====== Supplied information ======
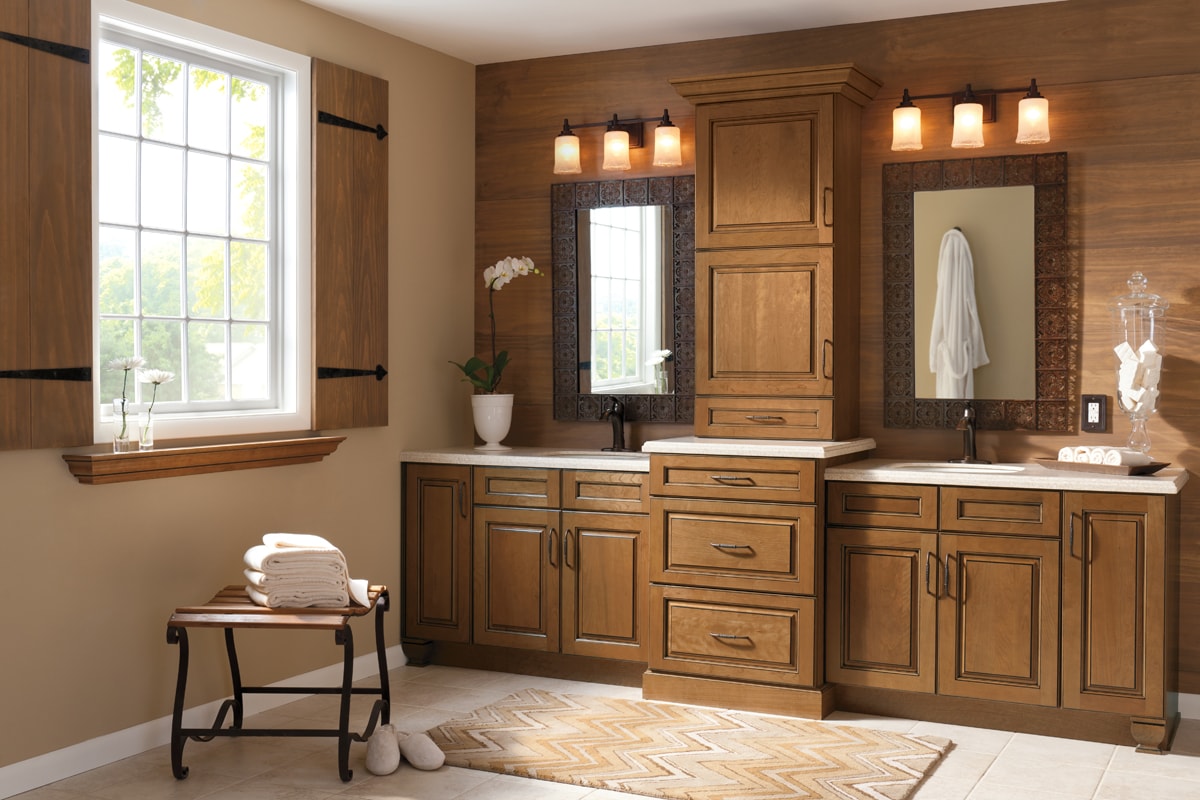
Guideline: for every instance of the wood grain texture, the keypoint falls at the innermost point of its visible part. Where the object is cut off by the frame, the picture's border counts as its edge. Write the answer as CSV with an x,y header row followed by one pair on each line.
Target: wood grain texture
x,y
349,247
1114,72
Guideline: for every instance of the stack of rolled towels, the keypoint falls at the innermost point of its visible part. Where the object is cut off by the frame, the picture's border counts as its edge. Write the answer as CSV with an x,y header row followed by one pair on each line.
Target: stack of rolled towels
x,y
300,571
1107,456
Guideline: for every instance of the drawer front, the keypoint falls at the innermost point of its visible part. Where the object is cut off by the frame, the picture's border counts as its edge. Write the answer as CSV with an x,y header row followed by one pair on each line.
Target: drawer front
x,y
509,486
599,491
1023,512
755,637
773,480
750,546
763,417
882,505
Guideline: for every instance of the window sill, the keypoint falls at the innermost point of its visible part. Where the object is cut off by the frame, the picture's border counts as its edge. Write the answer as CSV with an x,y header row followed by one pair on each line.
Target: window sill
x,y
100,464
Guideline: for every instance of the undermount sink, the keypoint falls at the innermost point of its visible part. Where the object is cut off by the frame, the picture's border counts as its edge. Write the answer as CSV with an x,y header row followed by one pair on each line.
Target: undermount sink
x,y
951,467
598,453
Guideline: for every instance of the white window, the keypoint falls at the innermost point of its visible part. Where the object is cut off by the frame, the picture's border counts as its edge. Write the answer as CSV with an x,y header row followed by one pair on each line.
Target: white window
x,y
202,152
627,268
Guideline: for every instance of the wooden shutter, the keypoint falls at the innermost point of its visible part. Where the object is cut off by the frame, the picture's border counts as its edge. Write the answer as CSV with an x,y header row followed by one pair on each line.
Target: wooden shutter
x,y
349,247
46,397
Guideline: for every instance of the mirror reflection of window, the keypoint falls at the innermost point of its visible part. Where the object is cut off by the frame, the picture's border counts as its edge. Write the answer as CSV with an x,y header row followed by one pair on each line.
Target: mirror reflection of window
x,y
628,256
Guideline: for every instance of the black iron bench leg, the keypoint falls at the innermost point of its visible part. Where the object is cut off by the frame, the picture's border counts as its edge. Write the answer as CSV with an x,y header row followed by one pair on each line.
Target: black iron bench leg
x,y
345,637
178,636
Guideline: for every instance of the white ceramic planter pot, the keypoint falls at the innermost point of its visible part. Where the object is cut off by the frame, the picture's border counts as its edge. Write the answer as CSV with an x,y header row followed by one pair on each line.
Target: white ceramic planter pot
x,y
493,416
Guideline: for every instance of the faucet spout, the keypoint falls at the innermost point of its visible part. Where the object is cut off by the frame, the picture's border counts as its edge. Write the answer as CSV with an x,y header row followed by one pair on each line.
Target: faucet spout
x,y
616,414
967,426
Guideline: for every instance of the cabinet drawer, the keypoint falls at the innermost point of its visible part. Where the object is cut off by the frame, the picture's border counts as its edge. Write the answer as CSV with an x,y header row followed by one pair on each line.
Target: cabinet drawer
x,y
600,491
1024,512
750,546
882,505
754,637
763,417
509,486
774,480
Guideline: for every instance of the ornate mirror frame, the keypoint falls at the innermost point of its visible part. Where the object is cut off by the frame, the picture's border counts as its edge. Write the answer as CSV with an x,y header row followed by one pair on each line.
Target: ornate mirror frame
x,y
1056,294
679,193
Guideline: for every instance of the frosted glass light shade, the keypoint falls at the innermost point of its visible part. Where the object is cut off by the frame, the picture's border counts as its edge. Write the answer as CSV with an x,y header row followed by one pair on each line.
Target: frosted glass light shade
x,y
906,128
667,151
616,150
1035,121
567,155
967,126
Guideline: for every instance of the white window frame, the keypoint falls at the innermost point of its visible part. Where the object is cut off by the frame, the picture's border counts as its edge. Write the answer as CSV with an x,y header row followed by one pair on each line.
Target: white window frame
x,y
294,408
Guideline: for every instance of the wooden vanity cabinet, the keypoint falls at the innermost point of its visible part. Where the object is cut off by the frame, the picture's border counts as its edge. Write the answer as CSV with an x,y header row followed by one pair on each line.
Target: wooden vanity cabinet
x,y
778,173
959,596
1120,624
437,552
561,571
736,571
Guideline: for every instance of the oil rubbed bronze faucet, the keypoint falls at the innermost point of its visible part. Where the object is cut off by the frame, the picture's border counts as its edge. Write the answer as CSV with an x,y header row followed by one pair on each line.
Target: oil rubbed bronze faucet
x,y
616,414
967,426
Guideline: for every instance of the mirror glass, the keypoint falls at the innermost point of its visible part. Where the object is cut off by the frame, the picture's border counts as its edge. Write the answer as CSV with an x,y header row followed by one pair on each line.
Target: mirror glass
x,y
1012,215
622,265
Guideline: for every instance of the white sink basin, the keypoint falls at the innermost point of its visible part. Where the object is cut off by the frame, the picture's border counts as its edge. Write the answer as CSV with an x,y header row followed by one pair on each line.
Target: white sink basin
x,y
949,467
597,453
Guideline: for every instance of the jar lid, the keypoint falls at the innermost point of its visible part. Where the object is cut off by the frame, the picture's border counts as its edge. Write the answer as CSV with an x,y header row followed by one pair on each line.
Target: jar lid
x,y
1139,301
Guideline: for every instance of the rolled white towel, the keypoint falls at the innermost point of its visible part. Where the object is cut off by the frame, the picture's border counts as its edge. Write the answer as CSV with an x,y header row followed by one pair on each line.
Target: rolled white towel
x,y
1126,457
299,599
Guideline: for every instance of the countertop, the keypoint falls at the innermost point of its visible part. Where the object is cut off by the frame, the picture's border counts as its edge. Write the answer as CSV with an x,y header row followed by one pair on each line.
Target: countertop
x,y
1027,475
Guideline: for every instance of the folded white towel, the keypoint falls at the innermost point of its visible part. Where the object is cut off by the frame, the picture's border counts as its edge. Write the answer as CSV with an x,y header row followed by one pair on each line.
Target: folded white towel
x,y
1125,457
299,599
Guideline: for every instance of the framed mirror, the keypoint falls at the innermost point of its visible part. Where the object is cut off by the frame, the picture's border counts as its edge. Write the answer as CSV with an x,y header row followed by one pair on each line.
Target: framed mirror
x,y
1036,324
670,398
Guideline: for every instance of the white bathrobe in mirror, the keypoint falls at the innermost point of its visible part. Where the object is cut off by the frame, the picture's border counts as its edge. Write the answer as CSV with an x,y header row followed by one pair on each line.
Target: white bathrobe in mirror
x,y
955,343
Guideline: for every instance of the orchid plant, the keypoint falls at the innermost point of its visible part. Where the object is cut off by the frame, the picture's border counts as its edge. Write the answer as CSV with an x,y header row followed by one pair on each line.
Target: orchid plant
x,y
483,376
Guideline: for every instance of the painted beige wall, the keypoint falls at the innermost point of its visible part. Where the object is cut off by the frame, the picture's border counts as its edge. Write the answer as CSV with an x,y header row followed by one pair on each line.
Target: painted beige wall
x,y
90,573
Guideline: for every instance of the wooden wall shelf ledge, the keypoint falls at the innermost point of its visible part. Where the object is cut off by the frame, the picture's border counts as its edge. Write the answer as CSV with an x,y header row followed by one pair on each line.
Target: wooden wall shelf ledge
x,y
100,464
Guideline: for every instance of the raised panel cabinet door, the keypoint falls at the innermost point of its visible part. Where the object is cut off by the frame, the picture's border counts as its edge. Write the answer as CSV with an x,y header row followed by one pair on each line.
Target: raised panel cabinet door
x,y
437,552
881,608
1116,603
765,323
765,173
605,584
999,619
517,571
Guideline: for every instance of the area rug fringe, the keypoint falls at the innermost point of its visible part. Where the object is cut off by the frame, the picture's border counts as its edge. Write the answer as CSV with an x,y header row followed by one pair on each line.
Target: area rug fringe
x,y
683,752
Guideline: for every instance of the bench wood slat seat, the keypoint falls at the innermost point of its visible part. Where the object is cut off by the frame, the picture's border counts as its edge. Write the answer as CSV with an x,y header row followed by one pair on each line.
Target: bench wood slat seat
x,y
232,608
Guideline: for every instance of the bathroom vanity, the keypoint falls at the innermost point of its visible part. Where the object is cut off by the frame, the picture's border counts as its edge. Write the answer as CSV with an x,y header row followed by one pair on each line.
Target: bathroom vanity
x,y
796,577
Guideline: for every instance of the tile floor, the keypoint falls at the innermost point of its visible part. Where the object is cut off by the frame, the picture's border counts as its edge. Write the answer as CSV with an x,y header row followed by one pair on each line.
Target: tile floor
x,y
983,765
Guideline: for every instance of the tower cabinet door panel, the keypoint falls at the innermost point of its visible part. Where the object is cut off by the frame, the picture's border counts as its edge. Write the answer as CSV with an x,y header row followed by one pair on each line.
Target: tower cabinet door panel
x,y
881,608
999,619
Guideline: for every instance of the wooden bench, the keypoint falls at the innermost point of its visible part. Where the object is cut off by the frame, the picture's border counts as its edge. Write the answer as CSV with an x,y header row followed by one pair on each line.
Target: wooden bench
x,y
232,608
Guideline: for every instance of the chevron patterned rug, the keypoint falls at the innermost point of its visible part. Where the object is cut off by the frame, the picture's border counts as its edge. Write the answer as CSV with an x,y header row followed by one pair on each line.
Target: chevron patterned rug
x,y
684,752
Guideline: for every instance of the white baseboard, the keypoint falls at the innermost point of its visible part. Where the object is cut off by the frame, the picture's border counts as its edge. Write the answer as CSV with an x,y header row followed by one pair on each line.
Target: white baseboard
x,y
112,747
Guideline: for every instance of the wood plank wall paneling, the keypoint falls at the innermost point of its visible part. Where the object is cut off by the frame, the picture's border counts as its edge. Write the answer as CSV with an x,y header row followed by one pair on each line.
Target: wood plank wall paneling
x,y
1119,74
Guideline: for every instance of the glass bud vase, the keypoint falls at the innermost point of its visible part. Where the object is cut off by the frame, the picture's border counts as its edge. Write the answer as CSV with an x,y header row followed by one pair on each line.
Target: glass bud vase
x,y
145,432
123,427
1138,324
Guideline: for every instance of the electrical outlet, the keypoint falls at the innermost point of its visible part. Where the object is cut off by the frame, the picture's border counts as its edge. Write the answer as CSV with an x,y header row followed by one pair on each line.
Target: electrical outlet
x,y
1095,411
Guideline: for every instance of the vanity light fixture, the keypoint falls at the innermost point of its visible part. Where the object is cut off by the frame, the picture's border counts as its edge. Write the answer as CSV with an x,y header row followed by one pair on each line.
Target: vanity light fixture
x,y
619,138
972,109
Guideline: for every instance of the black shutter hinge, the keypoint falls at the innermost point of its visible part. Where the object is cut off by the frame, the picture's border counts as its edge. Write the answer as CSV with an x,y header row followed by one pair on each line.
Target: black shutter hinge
x,y
341,121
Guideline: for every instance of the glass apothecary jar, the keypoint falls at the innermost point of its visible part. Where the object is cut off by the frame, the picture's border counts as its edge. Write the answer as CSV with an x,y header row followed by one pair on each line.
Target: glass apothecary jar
x,y
1138,328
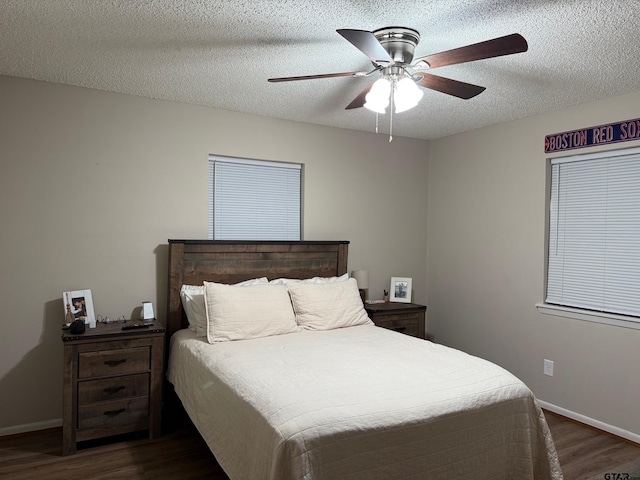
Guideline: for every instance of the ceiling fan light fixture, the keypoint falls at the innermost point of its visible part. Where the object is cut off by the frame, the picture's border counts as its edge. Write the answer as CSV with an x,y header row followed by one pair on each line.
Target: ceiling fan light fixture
x,y
406,94
377,100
======
Given instruction: Copy the items verbatim from the line with "Guideline: for every instance of the tile" up to and including the line with "Target: tile floor".

Exercise result:
Guideline: for every instance of the tile floor, the keypoint falls at the innermost point of its visible part. Where the object is cut off by the frame, the picture's border counts as its edge. Write the answer as CSV with an x,y header row followed by one pair on each line.
Target: tile floor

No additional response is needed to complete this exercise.